• _Brief_: Repeat exactly the lines from the one containing "Target: hillside slope" through the last line of the records below, both included, and nothing else.

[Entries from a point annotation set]
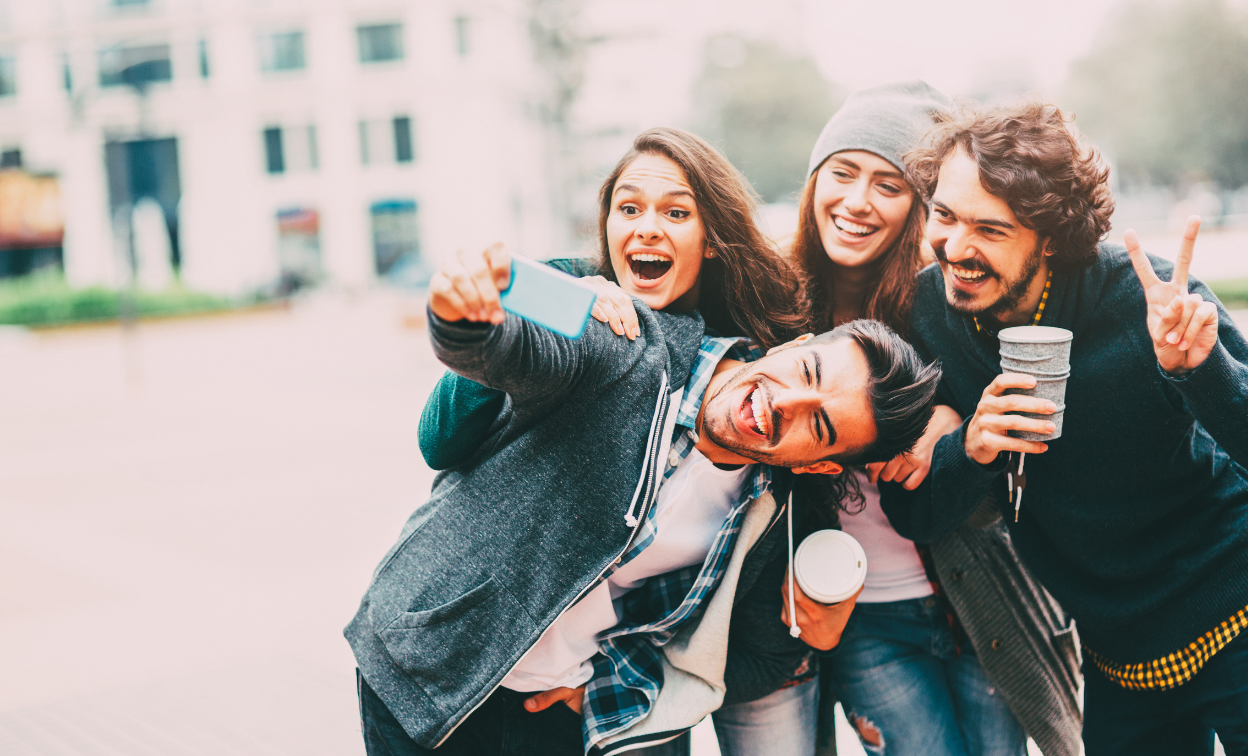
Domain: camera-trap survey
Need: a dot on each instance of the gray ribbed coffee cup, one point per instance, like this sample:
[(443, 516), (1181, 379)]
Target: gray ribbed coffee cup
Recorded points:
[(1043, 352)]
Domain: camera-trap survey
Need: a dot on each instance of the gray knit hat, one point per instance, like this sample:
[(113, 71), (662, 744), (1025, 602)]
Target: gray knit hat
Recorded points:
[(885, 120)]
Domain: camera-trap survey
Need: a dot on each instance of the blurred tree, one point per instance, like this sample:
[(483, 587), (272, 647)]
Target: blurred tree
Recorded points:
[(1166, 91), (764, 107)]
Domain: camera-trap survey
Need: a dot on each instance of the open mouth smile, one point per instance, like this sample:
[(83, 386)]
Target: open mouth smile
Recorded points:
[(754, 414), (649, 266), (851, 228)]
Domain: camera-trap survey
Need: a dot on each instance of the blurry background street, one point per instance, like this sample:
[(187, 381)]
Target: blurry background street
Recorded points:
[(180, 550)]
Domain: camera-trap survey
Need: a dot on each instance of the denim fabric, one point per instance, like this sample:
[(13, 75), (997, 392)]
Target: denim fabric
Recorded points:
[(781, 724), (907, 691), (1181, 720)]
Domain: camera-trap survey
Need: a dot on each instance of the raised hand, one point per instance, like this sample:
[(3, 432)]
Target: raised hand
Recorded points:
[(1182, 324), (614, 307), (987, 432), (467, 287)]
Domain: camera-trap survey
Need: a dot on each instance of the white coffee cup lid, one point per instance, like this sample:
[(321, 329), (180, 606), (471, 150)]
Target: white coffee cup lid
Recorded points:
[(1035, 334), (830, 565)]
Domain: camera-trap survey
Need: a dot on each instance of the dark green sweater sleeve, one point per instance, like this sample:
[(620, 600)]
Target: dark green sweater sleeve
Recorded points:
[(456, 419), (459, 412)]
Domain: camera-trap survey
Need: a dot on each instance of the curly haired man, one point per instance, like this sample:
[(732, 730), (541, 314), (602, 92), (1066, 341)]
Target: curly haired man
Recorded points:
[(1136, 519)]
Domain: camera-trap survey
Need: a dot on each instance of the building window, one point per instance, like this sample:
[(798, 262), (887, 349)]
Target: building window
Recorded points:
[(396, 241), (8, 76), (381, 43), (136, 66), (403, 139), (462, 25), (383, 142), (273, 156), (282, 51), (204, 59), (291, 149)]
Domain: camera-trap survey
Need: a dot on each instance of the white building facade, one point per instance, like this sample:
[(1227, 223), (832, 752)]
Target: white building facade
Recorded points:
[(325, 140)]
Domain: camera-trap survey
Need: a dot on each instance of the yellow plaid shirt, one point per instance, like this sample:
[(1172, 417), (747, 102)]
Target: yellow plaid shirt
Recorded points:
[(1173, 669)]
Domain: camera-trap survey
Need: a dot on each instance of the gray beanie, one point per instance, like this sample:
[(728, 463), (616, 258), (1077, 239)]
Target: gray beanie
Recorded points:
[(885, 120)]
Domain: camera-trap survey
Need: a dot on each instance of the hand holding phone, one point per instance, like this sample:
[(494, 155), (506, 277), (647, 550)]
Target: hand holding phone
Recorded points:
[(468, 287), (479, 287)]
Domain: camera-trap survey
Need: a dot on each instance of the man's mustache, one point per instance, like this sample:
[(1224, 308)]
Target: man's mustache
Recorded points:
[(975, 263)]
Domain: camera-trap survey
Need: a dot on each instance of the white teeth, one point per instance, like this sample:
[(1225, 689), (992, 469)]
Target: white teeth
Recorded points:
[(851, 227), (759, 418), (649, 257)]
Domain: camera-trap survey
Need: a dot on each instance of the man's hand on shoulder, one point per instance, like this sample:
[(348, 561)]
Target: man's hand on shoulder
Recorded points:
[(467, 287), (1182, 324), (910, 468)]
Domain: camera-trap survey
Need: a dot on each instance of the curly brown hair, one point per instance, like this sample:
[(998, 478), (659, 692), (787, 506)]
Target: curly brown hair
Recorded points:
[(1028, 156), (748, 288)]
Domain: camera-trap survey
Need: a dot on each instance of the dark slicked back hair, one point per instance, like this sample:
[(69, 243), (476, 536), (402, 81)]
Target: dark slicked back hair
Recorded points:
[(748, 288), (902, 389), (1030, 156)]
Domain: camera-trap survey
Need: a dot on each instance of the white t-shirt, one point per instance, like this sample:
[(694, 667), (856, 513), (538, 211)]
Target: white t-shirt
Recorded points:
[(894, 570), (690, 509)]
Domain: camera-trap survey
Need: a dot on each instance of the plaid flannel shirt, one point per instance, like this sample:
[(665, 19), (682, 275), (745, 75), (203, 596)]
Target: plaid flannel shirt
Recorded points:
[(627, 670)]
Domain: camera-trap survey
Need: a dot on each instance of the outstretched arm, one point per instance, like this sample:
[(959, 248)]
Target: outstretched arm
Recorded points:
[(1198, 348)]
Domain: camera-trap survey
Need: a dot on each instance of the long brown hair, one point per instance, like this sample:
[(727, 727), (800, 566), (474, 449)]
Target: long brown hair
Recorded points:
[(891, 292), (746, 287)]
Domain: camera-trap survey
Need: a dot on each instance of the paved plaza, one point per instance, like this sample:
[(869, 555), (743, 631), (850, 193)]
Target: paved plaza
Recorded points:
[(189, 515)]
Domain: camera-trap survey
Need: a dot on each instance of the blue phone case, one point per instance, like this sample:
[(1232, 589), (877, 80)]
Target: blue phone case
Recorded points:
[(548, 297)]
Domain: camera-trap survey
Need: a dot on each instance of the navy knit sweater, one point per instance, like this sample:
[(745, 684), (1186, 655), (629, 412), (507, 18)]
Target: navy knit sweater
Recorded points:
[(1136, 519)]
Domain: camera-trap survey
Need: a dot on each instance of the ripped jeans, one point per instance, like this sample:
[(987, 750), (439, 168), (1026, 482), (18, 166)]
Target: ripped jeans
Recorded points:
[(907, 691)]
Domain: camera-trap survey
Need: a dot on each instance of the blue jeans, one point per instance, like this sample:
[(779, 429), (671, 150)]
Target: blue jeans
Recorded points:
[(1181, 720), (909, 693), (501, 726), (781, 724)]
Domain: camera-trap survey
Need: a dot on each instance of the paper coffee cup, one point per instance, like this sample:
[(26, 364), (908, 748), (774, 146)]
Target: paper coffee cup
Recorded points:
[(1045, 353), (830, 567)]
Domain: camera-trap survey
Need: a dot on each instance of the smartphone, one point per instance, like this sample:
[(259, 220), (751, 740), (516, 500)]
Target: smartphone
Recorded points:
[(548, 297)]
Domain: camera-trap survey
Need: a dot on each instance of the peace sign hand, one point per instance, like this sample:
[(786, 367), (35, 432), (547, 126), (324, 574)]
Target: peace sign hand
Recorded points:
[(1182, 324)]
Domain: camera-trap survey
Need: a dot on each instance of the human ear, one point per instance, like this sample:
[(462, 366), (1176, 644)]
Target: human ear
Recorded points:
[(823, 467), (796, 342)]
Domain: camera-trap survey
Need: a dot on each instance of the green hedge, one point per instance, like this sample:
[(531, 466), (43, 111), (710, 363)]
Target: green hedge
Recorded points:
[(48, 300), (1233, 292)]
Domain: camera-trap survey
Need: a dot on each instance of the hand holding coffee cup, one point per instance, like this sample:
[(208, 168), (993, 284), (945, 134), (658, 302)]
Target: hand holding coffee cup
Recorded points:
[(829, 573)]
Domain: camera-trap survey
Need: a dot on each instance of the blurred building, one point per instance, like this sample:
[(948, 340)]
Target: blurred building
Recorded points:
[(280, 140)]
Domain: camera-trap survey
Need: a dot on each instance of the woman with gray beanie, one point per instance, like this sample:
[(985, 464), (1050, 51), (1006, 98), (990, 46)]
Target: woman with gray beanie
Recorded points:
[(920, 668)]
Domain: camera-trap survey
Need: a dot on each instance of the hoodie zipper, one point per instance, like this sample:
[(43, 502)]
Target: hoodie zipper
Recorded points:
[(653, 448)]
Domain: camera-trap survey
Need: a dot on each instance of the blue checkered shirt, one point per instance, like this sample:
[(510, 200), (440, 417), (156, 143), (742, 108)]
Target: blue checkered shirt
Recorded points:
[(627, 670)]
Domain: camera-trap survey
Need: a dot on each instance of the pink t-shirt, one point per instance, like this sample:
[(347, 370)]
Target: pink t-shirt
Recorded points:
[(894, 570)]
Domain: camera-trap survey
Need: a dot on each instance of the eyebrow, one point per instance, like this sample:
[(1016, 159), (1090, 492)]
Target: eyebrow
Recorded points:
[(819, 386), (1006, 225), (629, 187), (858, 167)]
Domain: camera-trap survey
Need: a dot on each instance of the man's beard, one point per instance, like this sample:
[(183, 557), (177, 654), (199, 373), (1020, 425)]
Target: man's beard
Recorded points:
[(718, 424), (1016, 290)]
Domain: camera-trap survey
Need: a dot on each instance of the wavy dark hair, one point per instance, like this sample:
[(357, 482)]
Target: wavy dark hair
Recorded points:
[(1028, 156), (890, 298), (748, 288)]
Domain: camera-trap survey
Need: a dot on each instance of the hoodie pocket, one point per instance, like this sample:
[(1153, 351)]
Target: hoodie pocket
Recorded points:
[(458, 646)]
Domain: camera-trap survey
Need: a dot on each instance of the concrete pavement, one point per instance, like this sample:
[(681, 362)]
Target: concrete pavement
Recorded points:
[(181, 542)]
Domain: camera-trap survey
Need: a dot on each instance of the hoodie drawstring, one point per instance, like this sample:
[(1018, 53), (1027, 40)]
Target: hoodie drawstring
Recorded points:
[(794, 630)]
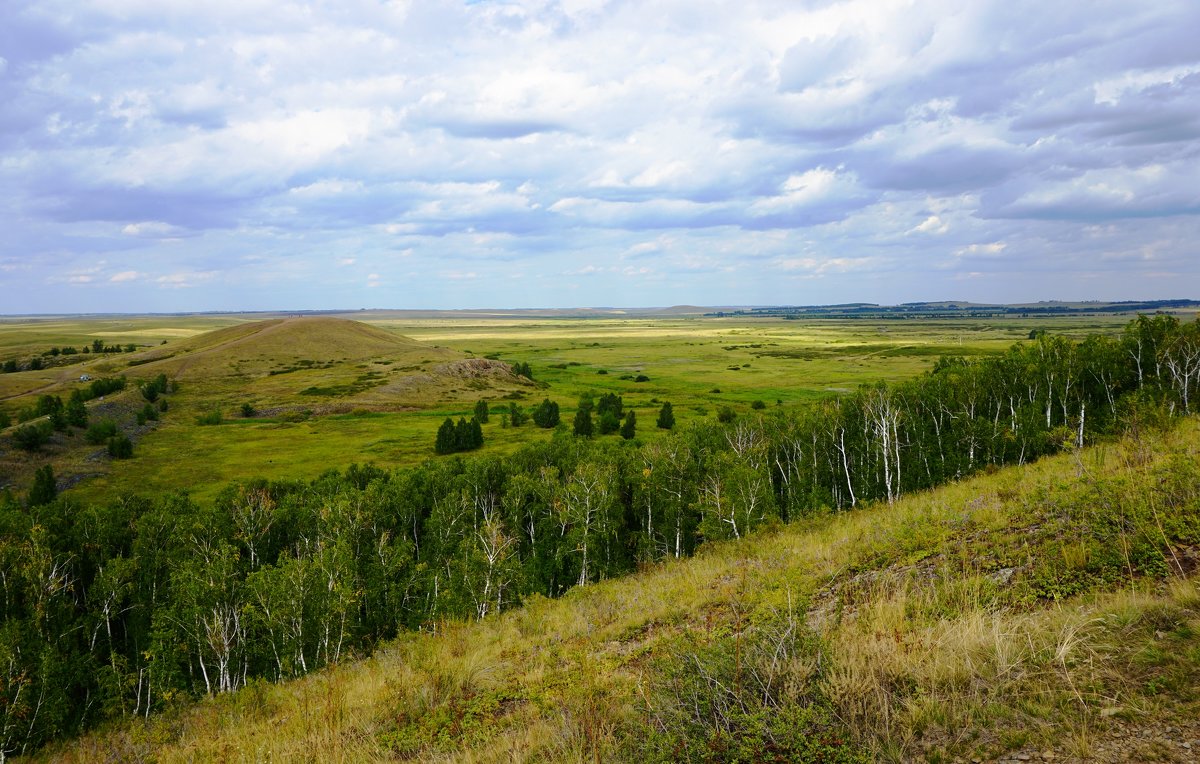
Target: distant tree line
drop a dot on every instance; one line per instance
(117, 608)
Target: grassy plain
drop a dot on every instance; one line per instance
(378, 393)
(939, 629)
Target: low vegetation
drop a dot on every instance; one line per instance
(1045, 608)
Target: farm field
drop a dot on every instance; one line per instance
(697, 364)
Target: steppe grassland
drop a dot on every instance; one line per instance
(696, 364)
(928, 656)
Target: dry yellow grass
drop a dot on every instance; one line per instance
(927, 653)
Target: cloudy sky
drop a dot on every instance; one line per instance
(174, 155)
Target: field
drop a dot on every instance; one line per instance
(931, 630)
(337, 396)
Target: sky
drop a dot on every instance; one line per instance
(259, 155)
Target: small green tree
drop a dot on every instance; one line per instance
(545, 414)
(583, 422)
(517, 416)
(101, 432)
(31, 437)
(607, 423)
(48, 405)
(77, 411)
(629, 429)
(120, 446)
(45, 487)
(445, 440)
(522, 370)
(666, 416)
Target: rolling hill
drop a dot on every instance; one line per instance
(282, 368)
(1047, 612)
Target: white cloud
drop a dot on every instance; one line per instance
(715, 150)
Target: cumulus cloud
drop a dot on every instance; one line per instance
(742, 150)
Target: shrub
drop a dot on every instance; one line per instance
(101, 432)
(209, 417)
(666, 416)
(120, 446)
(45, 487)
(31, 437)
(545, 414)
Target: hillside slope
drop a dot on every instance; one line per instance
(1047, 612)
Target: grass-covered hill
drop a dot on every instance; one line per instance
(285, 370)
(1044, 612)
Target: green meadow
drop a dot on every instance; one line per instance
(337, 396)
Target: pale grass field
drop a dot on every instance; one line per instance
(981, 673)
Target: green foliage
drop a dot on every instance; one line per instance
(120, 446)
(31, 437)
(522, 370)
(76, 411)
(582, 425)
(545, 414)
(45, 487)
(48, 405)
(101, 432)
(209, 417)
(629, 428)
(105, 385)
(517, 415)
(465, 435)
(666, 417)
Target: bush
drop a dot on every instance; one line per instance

• _Solution_:
Target: hillside slope
drop a dot on every instance; one line per instance
(1047, 612)
Target: grass-covered hill
drop a dot on every instance; one line per instance
(285, 370)
(1044, 612)
Target: green meadow
drop a dot on every instance; one line per instance
(337, 396)
Target: pale grass field
drop a dot on every instance; one line per instance
(981, 673)
Target: green foliage
drop a dot on every instance; one line per instance
(120, 446)
(31, 437)
(522, 370)
(76, 411)
(582, 425)
(545, 414)
(45, 487)
(48, 405)
(101, 432)
(209, 417)
(629, 428)
(105, 385)
(517, 415)
(465, 435)
(666, 417)
Target: bush
drop a dot on every instance; one line per instance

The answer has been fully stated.